Given instruction →
Transcribe each line of the material as it is, and drop any picture.

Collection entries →
==================================================
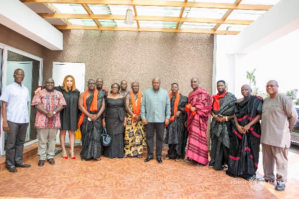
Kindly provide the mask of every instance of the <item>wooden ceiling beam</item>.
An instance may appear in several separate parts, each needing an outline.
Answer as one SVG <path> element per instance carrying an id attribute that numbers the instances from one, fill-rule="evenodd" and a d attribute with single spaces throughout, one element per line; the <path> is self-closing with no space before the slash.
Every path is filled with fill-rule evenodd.
<path id="1" fill-rule="evenodd" d="M 124 20 L 126 15 L 116 14 L 48 14 L 45 13 L 37 13 L 42 18 L 68 18 L 80 19 L 119 19 Z M 211 18 L 175 17 L 171 16 L 133 16 L 134 20 L 140 21 L 162 21 L 177 22 L 196 22 L 208 23 L 221 23 L 231 24 L 250 25 L 254 21 L 250 20 L 238 19 L 219 19 Z"/>
<path id="2" fill-rule="evenodd" d="M 136 9 L 136 6 L 135 5 L 133 5 L 133 9 L 134 9 L 134 14 L 135 14 L 135 16 L 137 16 L 137 10 Z M 136 23 L 137 23 L 137 27 L 140 27 L 139 25 L 139 21 L 138 20 L 136 20 Z"/>
<path id="3" fill-rule="evenodd" d="M 236 4 L 239 5 L 241 1 L 242 1 L 242 0 L 236 0 L 234 3 L 236 3 Z M 226 12 L 225 12 L 225 13 L 223 15 L 223 16 L 222 16 L 221 19 L 224 20 L 226 19 L 228 16 L 229 16 L 229 15 L 231 14 L 233 11 L 234 11 L 233 9 L 229 9 L 228 10 L 227 10 Z M 214 30 L 216 30 L 220 26 L 220 25 L 221 25 L 221 23 L 220 23 L 216 24 L 216 25 L 214 27 Z"/>
<path id="4" fill-rule="evenodd" d="M 185 2 L 188 1 L 188 0 L 185 0 Z M 181 12 L 179 14 L 179 17 L 181 17 L 181 18 L 182 17 L 182 16 L 183 16 L 183 14 L 184 13 L 184 10 L 185 10 L 185 7 L 182 7 L 182 9 L 181 9 Z M 180 23 L 180 22 L 178 22 L 176 23 L 176 27 L 175 27 L 175 28 L 176 28 L 176 29 L 178 28 L 178 27 L 179 26 L 179 24 Z"/>
<path id="5" fill-rule="evenodd" d="M 268 10 L 271 5 L 208 3 L 190 1 L 157 1 L 150 0 L 20 0 L 24 3 L 77 3 L 102 5 L 156 6 L 167 7 L 196 7 L 203 8 Z"/>
<path id="6" fill-rule="evenodd" d="M 55 25 L 55 28 L 64 30 L 109 30 L 109 31 L 142 31 L 142 32 L 163 32 L 174 33 L 206 33 L 206 34 L 238 34 L 240 32 L 216 30 L 208 29 L 176 29 L 164 28 L 138 28 L 131 27 L 110 27 L 110 26 L 90 26 L 84 25 Z"/>
<path id="7" fill-rule="evenodd" d="M 87 4 L 81 4 L 81 5 L 82 6 L 82 7 L 83 7 L 83 8 L 84 8 L 85 11 L 86 11 L 86 12 L 88 13 L 89 15 L 90 15 L 91 14 L 93 14 L 93 12 L 92 11 L 91 9 L 90 9 L 90 7 L 89 7 L 88 5 L 87 5 Z M 93 20 L 94 22 L 96 23 L 96 24 L 97 24 L 97 26 L 98 27 L 102 26 L 102 24 L 101 24 L 101 23 L 100 23 L 100 21 L 99 21 L 98 19 L 92 19 L 92 20 Z"/>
==================================================
Solution below →
Kindly provide the mask of every instance of the <item>wooden ceiling beam</item>.
An instance may appear in several separate parts, each needing an outline.
Answer as one SVG <path> element per instance carrying an id attribute that numbers the instances from one, fill-rule="evenodd" and a d attribute with single spaces throughout, one element per line; the <path> is self-closing with no space before the slash.
Every path is filled with fill-rule evenodd.
<path id="1" fill-rule="evenodd" d="M 124 20 L 126 15 L 116 14 L 48 14 L 45 13 L 37 13 L 42 18 L 68 18 L 80 19 L 119 19 Z M 211 18 L 175 17 L 171 16 L 133 16 L 134 20 L 140 21 L 162 21 L 177 22 L 196 22 L 208 23 L 221 23 L 231 24 L 250 25 L 254 21 L 250 20 L 238 19 L 219 19 Z"/>
<path id="2" fill-rule="evenodd" d="M 136 9 L 136 6 L 135 5 L 133 5 L 133 9 L 134 9 L 134 14 L 135 14 L 135 16 L 137 16 L 137 10 Z M 136 23 L 137 23 L 137 27 L 140 27 L 139 25 L 139 21 L 138 20 L 136 20 Z"/>
<path id="3" fill-rule="evenodd" d="M 236 4 L 239 5 L 241 1 L 242 1 L 242 0 L 236 0 L 234 3 L 236 3 Z M 226 12 L 225 12 L 225 13 L 223 15 L 223 16 L 222 16 L 221 19 L 224 20 L 226 19 L 228 16 L 229 16 L 229 15 L 231 14 L 233 11 L 234 11 L 233 9 L 229 9 L 228 10 L 227 10 Z M 214 30 L 216 30 L 220 26 L 220 25 L 221 25 L 221 23 L 220 23 L 216 24 L 216 25 L 214 27 Z"/>
<path id="4" fill-rule="evenodd" d="M 185 2 L 188 1 L 188 0 L 185 0 Z M 181 12 L 179 14 L 179 17 L 181 17 L 181 18 L 182 17 L 182 16 L 183 16 L 183 14 L 184 13 L 184 10 L 185 10 L 185 7 L 182 7 L 182 9 L 181 9 Z M 180 23 L 180 22 L 178 22 L 176 23 L 176 27 L 175 27 L 175 28 L 176 28 L 176 29 L 178 28 L 178 27 L 179 26 L 179 24 Z"/>
<path id="5" fill-rule="evenodd" d="M 268 10 L 271 5 L 208 3 L 190 1 L 157 1 L 150 0 L 20 0 L 24 3 L 77 3 L 102 5 L 156 6 L 167 7 L 196 7 L 203 8 Z"/>
<path id="6" fill-rule="evenodd" d="M 55 25 L 55 28 L 64 30 L 109 30 L 109 31 L 142 31 L 142 32 L 163 32 L 174 33 L 206 33 L 206 34 L 238 34 L 240 32 L 216 30 L 208 29 L 176 29 L 164 28 L 138 28 L 131 27 L 110 27 L 110 26 L 90 26 L 84 25 Z"/>
<path id="7" fill-rule="evenodd" d="M 87 4 L 81 4 L 81 5 L 82 6 L 82 7 L 83 7 L 83 8 L 84 8 L 85 11 L 86 11 L 86 12 L 88 13 L 89 15 L 90 15 L 91 14 L 93 14 L 93 12 L 92 11 L 91 9 L 90 9 L 90 7 L 89 7 L 88 5 L 87 5 Z M 93 20 L 94 22 L 96 23 L 96 24 L 97 24 L 97 26 L 98 27 L 102 26 L 102 24 L 101 24 L 101 23 L 100 23 L 100 21 L 99 21 L 98 19 L 92 19 L 92 20 Z"/>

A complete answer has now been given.